**WRITTEN PROBLEM 1:**
Copy out every line of the records below that contains the string "dish", matching case exactly.
**WRITTEN PROBLEM 2:**
Carry on the Petrichor singing resources page below from the point where it stops, picking up right after its last sentence.

┌─ QUOTED TEXT

Abhaya Sky

Petrichor Learning Resources

Welcome to the Petrichor resources page. Here you will find (where possible) everything we have covered in our singing together including music, audio, live performances, learning parts, workshop notes and more. Click a song or session date to expand or collapse its contents. You can also search for something specific by hitting CTRL + F (CMD + F on a mac).

Songs

Chela
Lay Fallow
Purea Nei
Learning Tracks

Purea Nei – All Parts

Purea Nei – Soprano

Purea Nei – Alto

Purea Nei – Tenor

Purea Nei – Bass

Sweetest Kick

This Love Will Carry
Learning Tracks

This Love Will Carry – All Parts

This Love Will Carry – Soprano

This Love Will Carry – Alto

This Love Will Carry – Tenor

This Love Will Carry – Bass

Homework & Workshop Notes

T3W3 – 18 Sep 23: Consonance & Dissonance; Keval Sviri
Workshop Notes – Consonance & Dissonance

On Monday we had our first mini-music workshop, in which we discussed the very universal concepts of consonance and dissonance. Here is the heart of it.

  • There is no such thing as a “wrong note” Somewhere along our collective and individual human evolutions, we agreed that certain things were good and bad, when actually these are just certain peoples’ preferences, and they are quite arbitrary. We can change our beliefs and preferences at any time. Depending on what you what to achieve, musical choices may simply be more or less effective. If you genuinely don’t like something, try getting curious about what it is you don’t like about it. Do you like or not like things because of your own preferences, or because someone told you how it should be? Again, it all depends on what you are trying to achieve.
  • Dissonance We often believe that if one person has a belief that conflicts with our own perspective, they must be wrong, but what if we were both right from our own angles? When we do not allow enough space for two apparently conflicting events to exist, they start to create turbulence. If we allow enough space, in time, clarity and the transcendence of this tension will naturally emerge. This is a kind of interpersonal human dissonance that also occurs more simply in the vibrations of music. The closer two notes are to one another, the more they literally get in each others’ way, vibrationally speaking. This is known as interference beating, where two conflicting notes begin to cancel each other out so much that there are tiny pulses of silence. The frequency of these pulses increases the further away the notes are from their happy, harmonious places within the harmonic series.

└─
┌─ DATASET RECORDS

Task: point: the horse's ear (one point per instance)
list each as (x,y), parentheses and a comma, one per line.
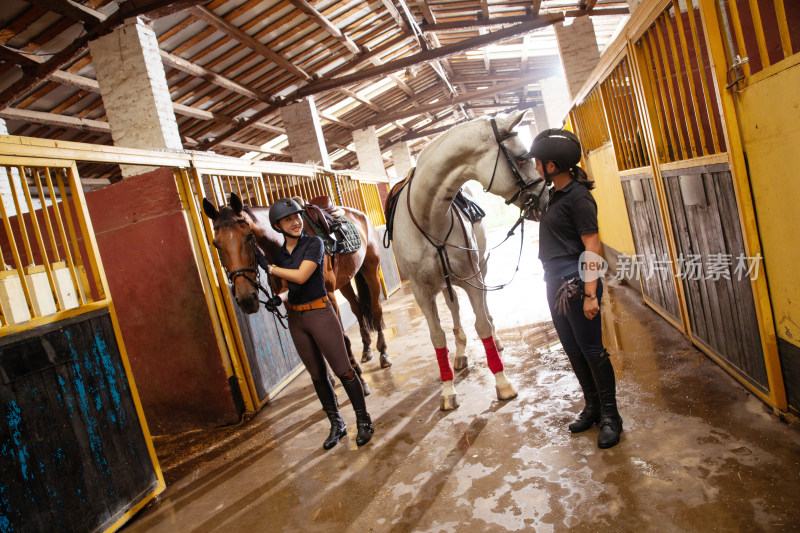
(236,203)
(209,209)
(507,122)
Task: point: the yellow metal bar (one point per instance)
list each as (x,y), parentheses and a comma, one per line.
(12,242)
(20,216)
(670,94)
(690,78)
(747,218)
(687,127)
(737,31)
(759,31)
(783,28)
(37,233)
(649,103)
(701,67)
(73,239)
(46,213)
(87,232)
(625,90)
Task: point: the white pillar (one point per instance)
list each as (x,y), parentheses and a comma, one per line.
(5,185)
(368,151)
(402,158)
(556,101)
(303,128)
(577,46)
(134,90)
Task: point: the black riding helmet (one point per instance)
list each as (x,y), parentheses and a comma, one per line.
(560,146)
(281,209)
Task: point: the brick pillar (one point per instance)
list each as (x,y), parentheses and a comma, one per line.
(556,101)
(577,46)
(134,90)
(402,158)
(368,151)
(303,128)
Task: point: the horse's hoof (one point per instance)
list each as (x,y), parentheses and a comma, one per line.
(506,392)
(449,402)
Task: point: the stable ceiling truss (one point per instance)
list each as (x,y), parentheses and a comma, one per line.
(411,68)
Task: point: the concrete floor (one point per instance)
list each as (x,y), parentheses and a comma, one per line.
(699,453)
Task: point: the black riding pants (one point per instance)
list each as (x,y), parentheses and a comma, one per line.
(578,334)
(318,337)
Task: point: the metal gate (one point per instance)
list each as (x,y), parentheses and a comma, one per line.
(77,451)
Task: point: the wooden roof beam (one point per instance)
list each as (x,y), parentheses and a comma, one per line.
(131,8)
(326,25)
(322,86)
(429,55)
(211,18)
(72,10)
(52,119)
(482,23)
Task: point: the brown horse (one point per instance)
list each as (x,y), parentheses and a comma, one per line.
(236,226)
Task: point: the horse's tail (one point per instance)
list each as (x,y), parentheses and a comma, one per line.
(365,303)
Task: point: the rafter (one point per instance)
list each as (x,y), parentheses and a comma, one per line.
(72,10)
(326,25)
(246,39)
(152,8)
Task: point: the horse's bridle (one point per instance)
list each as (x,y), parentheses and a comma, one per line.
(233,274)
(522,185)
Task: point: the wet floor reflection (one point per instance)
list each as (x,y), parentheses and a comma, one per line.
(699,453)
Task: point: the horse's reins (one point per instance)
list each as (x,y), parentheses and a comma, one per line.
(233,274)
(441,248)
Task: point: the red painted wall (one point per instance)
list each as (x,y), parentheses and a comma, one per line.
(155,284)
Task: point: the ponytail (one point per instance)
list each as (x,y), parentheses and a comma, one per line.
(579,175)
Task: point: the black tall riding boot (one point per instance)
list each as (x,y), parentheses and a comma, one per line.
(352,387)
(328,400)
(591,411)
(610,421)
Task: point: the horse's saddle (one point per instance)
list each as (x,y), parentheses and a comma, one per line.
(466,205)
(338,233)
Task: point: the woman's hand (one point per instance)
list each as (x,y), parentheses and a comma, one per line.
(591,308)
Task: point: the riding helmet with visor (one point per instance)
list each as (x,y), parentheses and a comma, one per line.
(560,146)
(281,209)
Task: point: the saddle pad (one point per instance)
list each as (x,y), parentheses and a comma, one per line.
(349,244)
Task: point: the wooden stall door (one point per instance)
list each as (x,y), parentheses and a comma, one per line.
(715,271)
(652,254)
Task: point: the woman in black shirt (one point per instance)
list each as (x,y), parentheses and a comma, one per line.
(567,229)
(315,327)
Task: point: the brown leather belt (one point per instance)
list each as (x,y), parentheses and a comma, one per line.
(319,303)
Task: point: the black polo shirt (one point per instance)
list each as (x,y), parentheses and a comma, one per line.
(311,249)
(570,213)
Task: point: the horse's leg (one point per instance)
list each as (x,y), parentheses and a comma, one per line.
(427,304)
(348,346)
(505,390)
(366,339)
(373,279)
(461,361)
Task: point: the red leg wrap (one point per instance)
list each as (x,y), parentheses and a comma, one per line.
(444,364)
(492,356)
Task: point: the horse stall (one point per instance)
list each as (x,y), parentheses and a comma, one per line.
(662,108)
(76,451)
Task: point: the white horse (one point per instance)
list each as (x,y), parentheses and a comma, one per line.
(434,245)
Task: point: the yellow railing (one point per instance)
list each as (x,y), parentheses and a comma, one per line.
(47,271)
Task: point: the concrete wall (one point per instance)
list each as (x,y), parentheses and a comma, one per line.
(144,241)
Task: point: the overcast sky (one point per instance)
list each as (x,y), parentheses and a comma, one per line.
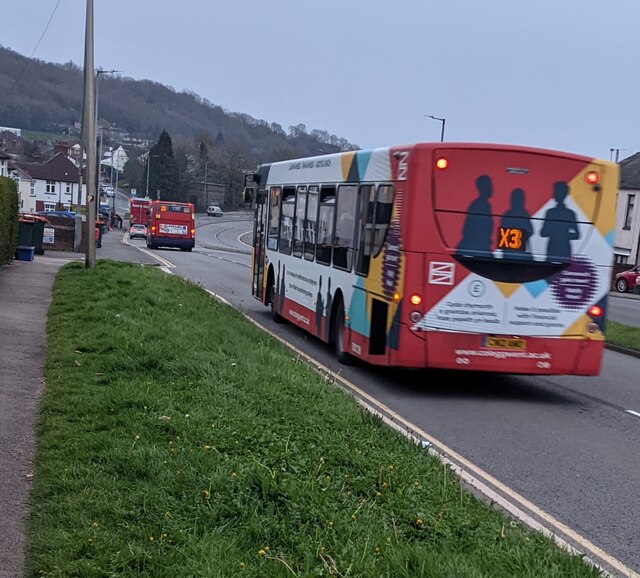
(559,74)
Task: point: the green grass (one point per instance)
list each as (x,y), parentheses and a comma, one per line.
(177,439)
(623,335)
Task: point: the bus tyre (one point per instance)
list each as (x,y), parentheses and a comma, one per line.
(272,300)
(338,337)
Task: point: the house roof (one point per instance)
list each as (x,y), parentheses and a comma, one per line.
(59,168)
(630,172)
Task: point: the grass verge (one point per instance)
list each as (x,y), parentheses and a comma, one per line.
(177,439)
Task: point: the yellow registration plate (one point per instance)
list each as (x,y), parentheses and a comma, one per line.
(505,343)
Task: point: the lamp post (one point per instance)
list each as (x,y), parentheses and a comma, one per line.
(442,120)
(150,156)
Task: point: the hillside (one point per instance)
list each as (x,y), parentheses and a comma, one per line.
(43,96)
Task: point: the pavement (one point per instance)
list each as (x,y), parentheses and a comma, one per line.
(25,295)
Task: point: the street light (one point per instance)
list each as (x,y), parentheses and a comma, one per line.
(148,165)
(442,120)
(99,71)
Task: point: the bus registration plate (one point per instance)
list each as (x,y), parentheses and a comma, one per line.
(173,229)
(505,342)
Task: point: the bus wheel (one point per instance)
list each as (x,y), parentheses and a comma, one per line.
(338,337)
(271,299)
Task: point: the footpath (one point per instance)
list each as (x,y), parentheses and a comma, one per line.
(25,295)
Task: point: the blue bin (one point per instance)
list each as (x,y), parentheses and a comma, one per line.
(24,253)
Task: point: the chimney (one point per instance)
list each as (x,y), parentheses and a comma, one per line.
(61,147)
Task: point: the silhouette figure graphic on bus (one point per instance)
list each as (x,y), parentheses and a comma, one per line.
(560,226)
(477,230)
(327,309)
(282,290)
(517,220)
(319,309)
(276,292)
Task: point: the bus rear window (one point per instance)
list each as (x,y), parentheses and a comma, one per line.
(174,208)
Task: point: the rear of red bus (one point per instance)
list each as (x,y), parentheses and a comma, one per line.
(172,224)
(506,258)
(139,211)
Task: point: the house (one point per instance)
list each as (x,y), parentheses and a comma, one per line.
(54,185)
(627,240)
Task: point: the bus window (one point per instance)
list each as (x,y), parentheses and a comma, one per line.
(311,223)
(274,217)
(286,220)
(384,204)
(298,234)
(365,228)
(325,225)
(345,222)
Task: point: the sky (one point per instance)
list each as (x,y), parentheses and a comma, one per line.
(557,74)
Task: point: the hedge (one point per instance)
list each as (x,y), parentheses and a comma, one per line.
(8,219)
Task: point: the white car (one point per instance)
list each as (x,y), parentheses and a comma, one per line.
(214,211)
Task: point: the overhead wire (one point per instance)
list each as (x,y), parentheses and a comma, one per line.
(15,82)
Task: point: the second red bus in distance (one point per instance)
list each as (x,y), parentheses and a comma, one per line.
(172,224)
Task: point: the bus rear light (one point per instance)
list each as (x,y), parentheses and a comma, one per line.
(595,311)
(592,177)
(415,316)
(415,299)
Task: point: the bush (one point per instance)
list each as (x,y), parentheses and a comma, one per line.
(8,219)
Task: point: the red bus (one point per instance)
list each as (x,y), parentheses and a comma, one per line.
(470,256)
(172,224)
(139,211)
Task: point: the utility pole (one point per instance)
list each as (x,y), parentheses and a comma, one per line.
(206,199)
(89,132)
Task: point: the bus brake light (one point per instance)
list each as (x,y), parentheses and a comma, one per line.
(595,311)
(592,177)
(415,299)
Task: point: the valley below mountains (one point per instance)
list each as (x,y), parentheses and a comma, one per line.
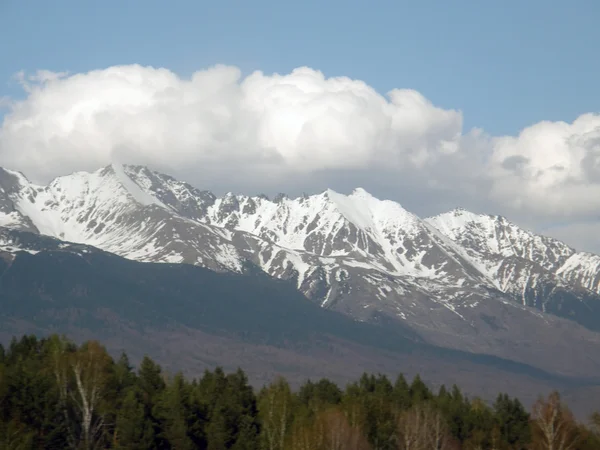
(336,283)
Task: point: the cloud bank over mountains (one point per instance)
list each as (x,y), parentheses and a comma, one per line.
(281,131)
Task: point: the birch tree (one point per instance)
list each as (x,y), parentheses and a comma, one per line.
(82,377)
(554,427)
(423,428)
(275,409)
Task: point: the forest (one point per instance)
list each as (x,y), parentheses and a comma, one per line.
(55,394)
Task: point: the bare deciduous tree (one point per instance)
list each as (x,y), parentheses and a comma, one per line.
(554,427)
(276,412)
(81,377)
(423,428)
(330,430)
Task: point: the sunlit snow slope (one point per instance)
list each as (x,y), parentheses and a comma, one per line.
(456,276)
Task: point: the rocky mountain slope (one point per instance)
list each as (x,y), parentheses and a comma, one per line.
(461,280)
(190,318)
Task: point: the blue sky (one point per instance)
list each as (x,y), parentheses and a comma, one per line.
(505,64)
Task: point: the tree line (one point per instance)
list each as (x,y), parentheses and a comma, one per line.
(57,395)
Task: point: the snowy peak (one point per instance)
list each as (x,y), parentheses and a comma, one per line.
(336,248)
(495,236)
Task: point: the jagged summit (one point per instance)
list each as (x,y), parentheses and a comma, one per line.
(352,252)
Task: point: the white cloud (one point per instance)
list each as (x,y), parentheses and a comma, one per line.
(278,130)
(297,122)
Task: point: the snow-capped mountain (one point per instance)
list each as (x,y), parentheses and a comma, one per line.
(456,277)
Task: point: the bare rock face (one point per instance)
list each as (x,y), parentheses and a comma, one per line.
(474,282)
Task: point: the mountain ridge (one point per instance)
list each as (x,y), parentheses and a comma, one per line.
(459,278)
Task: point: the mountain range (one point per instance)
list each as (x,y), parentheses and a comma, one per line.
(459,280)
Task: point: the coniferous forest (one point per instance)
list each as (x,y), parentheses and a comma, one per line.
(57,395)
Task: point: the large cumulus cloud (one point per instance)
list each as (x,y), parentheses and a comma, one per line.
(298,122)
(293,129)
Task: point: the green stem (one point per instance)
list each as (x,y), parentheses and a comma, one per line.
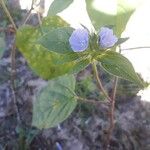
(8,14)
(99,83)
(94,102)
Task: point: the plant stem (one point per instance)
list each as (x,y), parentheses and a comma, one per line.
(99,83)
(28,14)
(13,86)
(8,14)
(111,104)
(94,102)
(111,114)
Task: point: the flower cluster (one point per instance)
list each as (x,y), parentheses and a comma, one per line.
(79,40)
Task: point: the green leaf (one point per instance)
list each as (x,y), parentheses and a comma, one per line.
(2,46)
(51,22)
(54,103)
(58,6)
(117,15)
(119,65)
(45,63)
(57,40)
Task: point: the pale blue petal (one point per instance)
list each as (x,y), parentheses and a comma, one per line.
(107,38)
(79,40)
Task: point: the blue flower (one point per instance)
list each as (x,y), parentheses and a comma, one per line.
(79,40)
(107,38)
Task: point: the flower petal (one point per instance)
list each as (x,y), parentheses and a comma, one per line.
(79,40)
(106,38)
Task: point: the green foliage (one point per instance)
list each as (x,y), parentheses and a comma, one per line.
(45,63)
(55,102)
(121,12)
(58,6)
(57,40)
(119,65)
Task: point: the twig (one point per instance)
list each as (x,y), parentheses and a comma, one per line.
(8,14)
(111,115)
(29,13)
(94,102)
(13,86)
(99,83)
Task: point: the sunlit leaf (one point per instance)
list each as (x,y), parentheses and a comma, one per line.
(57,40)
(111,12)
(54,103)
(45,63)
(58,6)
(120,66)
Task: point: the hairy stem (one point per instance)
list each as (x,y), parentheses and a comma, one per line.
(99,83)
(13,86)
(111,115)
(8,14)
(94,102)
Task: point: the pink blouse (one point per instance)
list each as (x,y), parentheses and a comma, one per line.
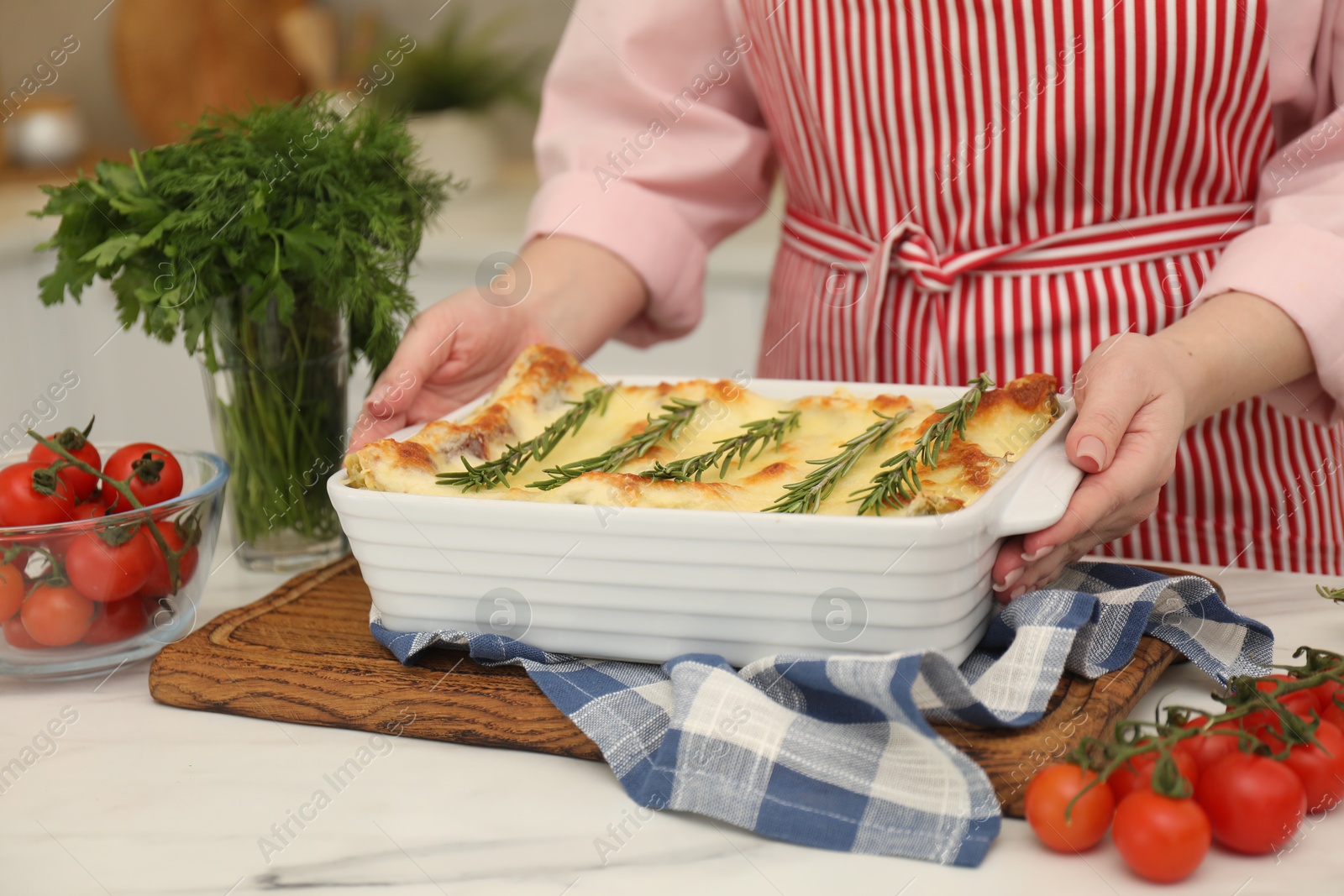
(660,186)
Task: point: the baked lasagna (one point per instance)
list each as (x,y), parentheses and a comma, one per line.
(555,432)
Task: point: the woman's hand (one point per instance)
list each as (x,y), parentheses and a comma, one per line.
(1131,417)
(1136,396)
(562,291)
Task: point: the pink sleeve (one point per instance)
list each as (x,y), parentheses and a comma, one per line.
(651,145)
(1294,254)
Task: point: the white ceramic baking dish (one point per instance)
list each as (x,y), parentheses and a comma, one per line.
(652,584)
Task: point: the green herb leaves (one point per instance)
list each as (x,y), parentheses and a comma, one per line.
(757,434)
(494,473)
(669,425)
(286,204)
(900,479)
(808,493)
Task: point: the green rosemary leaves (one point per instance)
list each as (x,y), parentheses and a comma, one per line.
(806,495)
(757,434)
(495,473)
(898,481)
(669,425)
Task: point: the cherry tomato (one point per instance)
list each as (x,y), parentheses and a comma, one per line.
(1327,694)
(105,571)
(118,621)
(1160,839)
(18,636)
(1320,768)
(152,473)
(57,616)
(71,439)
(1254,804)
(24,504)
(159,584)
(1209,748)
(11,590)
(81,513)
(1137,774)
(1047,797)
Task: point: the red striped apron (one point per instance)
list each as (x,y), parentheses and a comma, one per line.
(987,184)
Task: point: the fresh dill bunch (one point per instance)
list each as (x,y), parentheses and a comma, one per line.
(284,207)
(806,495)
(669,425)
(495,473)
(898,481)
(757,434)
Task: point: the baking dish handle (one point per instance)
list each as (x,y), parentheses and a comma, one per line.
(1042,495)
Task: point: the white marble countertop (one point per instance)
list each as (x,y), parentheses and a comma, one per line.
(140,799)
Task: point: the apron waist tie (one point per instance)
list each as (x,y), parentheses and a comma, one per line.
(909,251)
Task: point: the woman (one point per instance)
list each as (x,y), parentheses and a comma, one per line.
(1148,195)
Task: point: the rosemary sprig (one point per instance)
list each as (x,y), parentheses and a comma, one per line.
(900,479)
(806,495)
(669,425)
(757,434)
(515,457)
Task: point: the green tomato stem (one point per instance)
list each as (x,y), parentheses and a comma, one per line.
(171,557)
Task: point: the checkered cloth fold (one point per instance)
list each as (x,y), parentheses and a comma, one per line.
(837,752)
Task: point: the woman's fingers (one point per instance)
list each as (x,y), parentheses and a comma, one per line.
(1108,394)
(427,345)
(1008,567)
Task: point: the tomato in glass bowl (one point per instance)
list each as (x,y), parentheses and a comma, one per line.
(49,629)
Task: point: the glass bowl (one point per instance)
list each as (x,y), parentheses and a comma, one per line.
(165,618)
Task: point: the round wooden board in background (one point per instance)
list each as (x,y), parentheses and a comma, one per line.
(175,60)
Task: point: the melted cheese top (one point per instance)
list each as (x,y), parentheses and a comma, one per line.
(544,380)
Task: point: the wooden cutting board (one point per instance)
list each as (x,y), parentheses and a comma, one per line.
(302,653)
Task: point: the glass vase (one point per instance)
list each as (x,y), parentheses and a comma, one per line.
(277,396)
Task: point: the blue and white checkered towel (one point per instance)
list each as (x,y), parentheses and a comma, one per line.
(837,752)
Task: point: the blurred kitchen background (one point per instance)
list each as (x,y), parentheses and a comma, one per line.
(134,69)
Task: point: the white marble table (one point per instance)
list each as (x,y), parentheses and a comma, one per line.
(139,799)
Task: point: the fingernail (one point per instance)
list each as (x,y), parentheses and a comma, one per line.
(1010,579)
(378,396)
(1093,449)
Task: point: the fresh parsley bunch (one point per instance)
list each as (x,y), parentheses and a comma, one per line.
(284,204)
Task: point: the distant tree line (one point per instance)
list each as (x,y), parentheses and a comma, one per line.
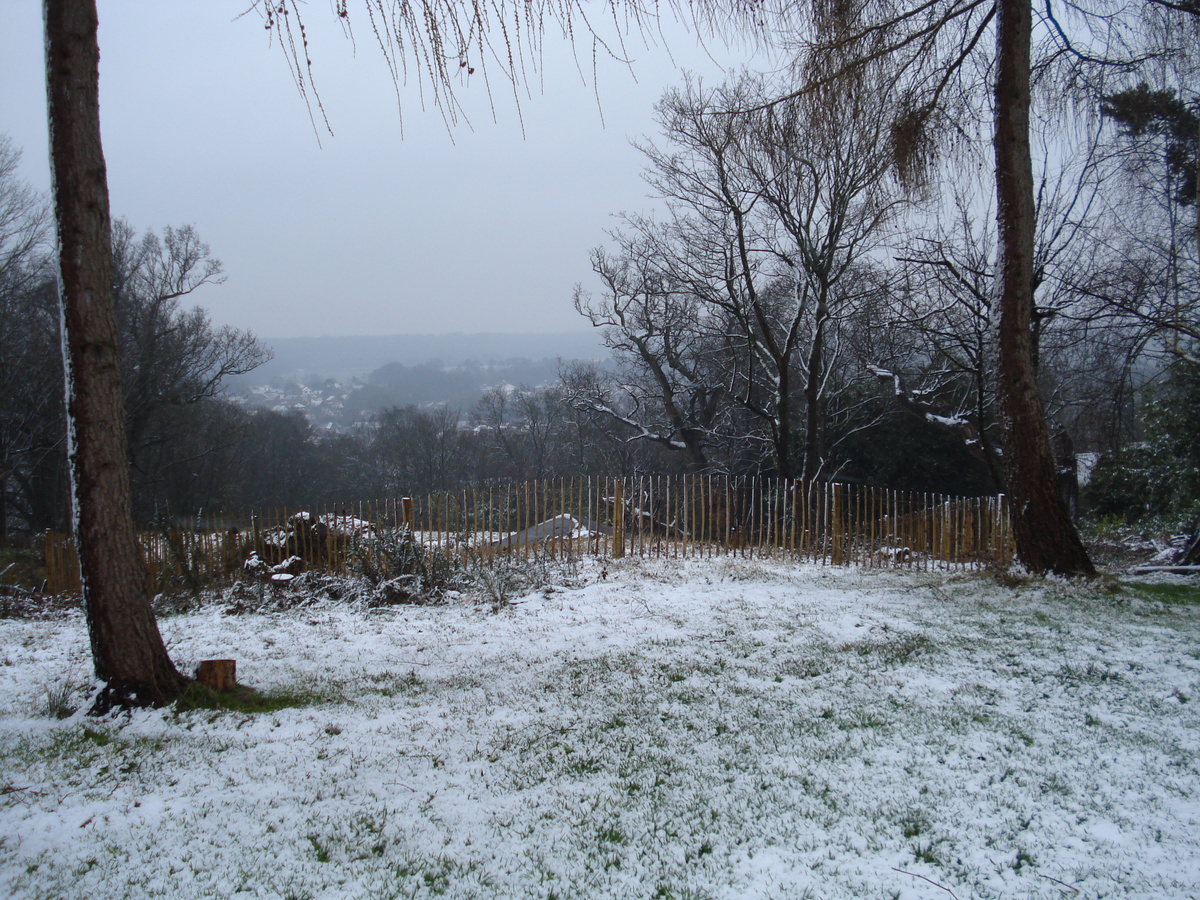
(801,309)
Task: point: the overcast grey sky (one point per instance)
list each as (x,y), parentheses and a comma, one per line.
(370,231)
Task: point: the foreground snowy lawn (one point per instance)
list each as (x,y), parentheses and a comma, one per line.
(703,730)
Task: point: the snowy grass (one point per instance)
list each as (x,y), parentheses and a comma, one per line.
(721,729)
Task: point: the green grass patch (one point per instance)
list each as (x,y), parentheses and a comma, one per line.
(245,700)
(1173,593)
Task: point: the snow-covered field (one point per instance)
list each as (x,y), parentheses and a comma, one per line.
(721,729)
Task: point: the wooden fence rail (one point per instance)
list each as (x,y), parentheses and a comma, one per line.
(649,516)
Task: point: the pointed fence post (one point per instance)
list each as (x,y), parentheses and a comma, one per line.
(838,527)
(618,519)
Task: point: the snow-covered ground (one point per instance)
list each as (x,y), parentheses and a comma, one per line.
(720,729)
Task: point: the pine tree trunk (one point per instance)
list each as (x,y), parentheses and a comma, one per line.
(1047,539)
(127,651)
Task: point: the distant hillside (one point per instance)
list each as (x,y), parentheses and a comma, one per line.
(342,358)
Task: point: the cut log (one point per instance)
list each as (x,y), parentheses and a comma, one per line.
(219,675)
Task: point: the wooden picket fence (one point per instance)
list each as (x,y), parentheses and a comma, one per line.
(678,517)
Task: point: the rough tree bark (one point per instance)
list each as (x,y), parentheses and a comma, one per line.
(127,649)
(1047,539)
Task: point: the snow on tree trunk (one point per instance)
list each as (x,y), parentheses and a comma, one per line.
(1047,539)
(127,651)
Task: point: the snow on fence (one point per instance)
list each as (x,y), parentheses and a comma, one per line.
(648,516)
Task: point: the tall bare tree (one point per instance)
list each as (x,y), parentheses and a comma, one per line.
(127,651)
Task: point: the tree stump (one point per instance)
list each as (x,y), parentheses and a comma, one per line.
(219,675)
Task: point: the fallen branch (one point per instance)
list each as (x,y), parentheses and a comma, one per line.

└─

**ANSWER 1:**
Task: point: the white ceramic baking dish (one point per instance)
Task: point: the baking dish handle (one point per instance)

**ANSWER 2:**
  • Embracing dissonance with confidence creates space and sounds pretty cool There are many cultures for whom dissonance is more commonplace. See the homework challenge to hear a powerful application. Naomi spoke about how if we meet dissonance with confidence, we can discover great clarity and great pleasure within even the most dissonant interval, the minor second. Throughout the evening, we found in the refrain of Chela, that once we established confidence and stability in each of the alto and soprano parts separately, they could meet and each hold their ground, creating a stable tension, so to speak. If we are lacking in commitment, we will very easily be pulled off our pitch by the other close harmony.
  • Consonance When two notes co-exist happily, they are said to be consonant. Between the various musical intervals there are sweet spots where they seem to find rest, or even complement one another in different ways. There are also said to be more consonant intervals and less consonant intervals. The most consonant intervals are unison (the same note), octaves (the same pitch doubled or halved in frequency), fifths, thirds and sixths. Fourths are dissonant on their own – they are consonant if there is a 3rd or 5th below it. From there it gets harder to describe, and more personal ,as we enter the realm of extended harmony. Bear in mind that the terms consonance and dissonance are still a little subjective; but they are reasonable concessions to make for the purpose of exploring music.
  • Dissonance wants to resolve itself Though we can intentionally avoid resolving dissonance, it naturally wants to move back to a place of rest and deeper harmony. Life does this too, no? Choosing if, how and when we resolve dissonance is one of the most subtle and beautiful parts of making music.
  • Spatial relationships are emotional relationships We humans are very emotional creatures, so when we hear two sounds in space, the way they work together is felt by us as a reflection of our emotional being. We respond to it in a visceral and powerful way. The key to becoming excellent musicians is not to learn everything intellectually, but to discover at our own pace the emotional quality of each interval, melody, rhythm or subtle musical gesture. How does it make you feel? Keep noticing this over and over. If something produced a particular response in you, get curious about how it was made. This really unlocks the power of music.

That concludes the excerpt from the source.